# [Problem to work on]
Convert only the lines of the data below, from the line containing "minivan headlight, the" up to and including the last line of the data, into a JSON list of strings with one string per line. Skip any blank lines.

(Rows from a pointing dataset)
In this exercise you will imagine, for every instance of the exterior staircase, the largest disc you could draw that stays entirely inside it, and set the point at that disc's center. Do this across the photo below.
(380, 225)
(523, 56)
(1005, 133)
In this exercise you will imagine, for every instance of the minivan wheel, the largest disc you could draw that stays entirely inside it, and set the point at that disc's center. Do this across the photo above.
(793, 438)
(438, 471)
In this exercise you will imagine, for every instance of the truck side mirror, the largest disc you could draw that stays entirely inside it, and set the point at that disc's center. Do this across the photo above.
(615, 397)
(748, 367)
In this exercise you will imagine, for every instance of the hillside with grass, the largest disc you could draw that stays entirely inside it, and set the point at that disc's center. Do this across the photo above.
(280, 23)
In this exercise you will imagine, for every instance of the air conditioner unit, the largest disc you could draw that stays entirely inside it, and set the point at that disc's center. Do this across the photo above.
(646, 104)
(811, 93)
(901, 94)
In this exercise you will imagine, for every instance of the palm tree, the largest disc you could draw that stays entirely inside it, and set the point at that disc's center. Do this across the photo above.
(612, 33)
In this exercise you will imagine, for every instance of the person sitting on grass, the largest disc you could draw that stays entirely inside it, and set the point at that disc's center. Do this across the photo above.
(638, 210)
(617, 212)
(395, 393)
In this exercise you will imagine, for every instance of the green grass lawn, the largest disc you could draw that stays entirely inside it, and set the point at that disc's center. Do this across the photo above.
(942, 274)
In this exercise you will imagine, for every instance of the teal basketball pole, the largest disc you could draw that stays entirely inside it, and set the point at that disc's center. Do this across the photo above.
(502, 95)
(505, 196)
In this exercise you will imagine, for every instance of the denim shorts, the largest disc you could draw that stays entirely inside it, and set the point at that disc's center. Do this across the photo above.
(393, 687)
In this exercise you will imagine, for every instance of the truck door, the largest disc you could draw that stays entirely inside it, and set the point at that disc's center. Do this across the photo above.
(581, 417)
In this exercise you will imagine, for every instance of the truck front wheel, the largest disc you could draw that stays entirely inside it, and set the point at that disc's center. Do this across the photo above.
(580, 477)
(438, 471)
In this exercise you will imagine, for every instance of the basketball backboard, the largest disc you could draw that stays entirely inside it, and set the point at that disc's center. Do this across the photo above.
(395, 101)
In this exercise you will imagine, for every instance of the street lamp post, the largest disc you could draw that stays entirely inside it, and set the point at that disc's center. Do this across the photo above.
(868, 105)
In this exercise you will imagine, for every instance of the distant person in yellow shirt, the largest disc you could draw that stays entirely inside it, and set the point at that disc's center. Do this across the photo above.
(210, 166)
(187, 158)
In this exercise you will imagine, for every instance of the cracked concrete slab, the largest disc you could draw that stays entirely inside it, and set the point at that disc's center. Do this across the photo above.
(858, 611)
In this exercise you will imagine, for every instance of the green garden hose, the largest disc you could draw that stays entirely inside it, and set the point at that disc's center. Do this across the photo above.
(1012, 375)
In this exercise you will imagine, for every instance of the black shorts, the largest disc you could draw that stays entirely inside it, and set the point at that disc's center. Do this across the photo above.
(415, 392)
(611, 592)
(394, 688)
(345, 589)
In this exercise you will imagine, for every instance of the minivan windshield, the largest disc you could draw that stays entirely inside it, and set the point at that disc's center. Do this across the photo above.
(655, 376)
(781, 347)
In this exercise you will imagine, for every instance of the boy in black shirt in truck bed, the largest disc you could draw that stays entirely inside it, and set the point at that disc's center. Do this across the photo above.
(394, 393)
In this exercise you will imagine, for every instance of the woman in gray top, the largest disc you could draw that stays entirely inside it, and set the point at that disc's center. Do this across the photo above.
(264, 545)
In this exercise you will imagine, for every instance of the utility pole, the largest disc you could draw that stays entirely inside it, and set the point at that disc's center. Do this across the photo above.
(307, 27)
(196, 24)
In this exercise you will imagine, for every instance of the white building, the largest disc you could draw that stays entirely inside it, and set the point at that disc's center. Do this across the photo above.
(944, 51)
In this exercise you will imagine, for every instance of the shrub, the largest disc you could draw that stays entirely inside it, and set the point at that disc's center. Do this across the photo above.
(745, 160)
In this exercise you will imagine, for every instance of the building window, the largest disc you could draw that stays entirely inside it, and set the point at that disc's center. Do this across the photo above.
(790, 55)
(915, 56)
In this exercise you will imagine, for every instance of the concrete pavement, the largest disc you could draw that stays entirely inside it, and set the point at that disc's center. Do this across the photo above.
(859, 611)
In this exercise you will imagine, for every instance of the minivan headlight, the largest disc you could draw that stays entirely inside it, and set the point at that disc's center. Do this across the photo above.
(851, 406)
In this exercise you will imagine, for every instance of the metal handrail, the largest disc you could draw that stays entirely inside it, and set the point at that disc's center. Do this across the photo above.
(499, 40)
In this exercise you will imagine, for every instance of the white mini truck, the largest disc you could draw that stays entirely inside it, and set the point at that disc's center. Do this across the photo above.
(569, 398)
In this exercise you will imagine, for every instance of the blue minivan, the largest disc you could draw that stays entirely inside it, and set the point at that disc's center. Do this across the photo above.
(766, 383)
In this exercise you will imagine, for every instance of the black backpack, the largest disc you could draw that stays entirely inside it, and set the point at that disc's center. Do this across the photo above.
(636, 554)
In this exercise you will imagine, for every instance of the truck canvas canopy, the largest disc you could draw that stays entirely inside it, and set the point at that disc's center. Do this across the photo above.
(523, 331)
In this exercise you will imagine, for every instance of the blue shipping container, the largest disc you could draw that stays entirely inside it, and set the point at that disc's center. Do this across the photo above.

# [Correct output]
[
  "In this exercise you will imagine, for every instance of the minivan headlight, the largest disc you could draw that stays entirely inside it, and set the point at that disc's center. Do this across the photo above.",
  "(851, 406)",
  "In this exercise you will imagine, for every instance of the metal handrail, the largest disc you could draw that stays entirely inside it, and set the point at that disc's center. Do this across the photo above.",
  "(499, 40)",
  "In this exercise you will imagine, for every instance of the white mini truck, the largest disc you could draw that stays entirely inside it, and set the point at that disc's center. Do this across the photo above.",
  "(569, 398)",
  "In this exercise you will imagine, for every instance of the blue minivan, the largest disc you could draw that stays entirely inside it, and set the point at that disc's center. Do this across the photo above.",
  "(766, 383)",
  "In this exercise you will imagine, for every instance of the black backpack, the largest disc you could draw that stays entirely inside it, and set the point at that disc's center. Do this across the photo above.",
  "(636, 554)",
  "In this exercise you will imagine, for every instance of the truck canvas canopy, the largest disc you could draw that stays entirely inside it, and set the point at that disc's center. Do this across the photo above.",
  "(523, 331)",
  "In this exercise you will imagine, for every instance of the blue shipping container, the largest disc you could draw that stays entirely inside it, and set the point at that disc's center. Do this across the photo above."
]